BEGIN Supplied information
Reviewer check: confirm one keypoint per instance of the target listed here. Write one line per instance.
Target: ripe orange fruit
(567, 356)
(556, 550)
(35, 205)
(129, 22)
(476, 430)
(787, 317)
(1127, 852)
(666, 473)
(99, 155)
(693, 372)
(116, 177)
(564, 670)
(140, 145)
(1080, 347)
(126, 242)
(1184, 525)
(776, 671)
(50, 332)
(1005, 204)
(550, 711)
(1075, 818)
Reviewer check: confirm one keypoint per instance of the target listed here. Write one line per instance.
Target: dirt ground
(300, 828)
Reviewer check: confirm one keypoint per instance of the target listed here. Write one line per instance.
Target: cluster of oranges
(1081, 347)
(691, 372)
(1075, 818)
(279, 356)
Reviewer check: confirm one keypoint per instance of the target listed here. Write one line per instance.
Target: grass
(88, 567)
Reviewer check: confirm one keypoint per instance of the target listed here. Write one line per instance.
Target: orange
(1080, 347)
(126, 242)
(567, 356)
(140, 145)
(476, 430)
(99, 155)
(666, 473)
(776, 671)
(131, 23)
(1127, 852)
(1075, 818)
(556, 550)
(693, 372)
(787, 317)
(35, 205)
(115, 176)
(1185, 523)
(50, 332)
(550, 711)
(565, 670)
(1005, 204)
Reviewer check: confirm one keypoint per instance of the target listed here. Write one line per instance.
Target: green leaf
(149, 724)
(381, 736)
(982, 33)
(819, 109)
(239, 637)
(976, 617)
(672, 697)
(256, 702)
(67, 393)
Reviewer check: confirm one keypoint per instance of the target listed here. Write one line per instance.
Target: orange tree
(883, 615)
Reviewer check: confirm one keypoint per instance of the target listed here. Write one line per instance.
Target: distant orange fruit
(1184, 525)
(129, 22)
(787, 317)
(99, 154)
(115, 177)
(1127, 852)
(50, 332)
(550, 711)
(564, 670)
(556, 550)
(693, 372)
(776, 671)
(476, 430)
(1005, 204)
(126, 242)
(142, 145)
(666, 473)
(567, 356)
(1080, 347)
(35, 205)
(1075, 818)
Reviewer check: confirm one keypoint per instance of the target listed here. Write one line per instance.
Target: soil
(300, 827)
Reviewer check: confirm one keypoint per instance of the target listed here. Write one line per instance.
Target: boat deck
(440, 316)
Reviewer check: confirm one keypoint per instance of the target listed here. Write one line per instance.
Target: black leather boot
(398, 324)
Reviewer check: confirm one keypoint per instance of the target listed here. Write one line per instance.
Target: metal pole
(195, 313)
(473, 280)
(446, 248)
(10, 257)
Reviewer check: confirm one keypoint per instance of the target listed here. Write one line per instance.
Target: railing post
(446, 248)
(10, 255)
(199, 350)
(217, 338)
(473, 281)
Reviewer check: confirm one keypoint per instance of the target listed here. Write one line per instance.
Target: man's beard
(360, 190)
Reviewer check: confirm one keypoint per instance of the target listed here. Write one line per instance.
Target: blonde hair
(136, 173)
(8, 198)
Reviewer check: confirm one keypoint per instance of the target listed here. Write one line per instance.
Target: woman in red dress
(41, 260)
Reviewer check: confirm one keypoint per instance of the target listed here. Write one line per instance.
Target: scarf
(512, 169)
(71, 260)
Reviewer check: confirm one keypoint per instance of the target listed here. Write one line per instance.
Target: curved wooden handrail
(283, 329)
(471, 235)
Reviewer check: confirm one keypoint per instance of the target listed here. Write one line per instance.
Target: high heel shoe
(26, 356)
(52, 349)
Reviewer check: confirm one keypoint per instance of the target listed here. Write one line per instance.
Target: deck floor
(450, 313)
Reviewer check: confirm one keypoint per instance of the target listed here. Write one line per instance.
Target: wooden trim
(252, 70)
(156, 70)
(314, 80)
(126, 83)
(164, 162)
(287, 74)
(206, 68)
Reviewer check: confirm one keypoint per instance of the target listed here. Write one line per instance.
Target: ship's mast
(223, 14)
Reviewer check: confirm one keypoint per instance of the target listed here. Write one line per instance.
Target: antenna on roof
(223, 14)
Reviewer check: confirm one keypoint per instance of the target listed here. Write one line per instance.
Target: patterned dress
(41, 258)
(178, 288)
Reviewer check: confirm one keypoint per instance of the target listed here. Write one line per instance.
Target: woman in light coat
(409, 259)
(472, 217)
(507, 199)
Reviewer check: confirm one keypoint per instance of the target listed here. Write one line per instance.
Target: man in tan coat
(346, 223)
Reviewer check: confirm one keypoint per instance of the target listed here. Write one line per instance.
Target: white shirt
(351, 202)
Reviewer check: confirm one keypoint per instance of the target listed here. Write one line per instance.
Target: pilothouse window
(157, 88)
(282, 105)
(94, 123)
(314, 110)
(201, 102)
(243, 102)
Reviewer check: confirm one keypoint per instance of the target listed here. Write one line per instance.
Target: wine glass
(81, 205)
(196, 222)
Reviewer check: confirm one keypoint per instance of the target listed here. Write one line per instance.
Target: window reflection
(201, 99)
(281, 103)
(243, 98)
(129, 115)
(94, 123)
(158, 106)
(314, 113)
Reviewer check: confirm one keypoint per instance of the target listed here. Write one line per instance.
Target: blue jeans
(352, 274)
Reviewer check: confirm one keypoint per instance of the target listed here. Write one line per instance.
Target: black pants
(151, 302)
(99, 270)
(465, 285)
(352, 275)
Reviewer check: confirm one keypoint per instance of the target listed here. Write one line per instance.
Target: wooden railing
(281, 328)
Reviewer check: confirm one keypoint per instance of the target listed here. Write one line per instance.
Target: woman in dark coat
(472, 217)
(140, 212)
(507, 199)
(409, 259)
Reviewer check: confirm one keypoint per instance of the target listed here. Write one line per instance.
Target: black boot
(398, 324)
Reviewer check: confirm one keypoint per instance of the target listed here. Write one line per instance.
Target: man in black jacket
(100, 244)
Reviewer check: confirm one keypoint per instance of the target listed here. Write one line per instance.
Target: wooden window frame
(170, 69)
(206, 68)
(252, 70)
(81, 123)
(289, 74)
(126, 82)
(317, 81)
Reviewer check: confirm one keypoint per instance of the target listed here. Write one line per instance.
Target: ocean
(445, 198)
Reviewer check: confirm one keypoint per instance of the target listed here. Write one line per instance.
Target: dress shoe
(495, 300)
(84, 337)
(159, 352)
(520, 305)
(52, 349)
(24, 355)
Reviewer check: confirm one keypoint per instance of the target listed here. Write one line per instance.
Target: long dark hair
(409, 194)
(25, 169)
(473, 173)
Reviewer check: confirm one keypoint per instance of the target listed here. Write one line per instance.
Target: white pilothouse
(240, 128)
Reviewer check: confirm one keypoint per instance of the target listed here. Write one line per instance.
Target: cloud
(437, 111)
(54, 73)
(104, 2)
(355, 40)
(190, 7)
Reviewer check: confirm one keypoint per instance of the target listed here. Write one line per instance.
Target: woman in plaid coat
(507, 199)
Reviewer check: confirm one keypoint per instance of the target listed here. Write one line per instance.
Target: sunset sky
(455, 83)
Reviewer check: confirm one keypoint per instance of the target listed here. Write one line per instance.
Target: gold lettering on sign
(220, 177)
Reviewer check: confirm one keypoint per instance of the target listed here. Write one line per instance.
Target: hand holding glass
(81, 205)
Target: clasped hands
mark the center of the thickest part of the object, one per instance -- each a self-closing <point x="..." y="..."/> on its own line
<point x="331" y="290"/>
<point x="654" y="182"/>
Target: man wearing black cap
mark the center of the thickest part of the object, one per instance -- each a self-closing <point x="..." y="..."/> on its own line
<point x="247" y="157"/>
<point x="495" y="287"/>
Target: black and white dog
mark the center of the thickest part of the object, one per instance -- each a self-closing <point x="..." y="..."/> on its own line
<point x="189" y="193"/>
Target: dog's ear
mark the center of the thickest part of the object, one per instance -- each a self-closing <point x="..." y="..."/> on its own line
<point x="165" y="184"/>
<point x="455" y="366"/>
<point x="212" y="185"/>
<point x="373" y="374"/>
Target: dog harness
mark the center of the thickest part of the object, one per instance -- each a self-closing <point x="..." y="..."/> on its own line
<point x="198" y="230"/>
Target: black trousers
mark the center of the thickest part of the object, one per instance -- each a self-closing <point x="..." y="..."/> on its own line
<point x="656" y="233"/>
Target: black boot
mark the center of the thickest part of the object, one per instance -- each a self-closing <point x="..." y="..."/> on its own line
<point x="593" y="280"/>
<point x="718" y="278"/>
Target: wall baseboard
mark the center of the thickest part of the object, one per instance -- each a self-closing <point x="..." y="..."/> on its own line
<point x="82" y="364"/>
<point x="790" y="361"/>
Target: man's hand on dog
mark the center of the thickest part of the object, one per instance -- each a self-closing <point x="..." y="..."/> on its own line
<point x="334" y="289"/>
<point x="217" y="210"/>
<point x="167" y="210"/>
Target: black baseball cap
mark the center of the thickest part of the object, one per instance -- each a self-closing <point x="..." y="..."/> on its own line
END Supplied information
## What is needed
From the line holding "Target: wall baseboard" through the last line above, reproduce each line exactly and add nothing.

## Reply
Target: wall baseboard
mark the center of the thickest part of the object, one per instance -- each a self-closing <point x="..." y="..."/> on its own line
<point x="82" y="364"/>
<point x="790" y="361"/>
Target: man's hand on dog
mark the center of the thickest part of the object, one per instance -- each a self-closing <point x="..." y="..."/> on its own line
<point x="334" y="289"/>
<point x="217" y="210"/>
<point x="167" y="210"/>
Target: black baseball cap
mark the center of the thickest part of the object, one per instance -- each a self-closing <point x="..." y="..."/> on its own line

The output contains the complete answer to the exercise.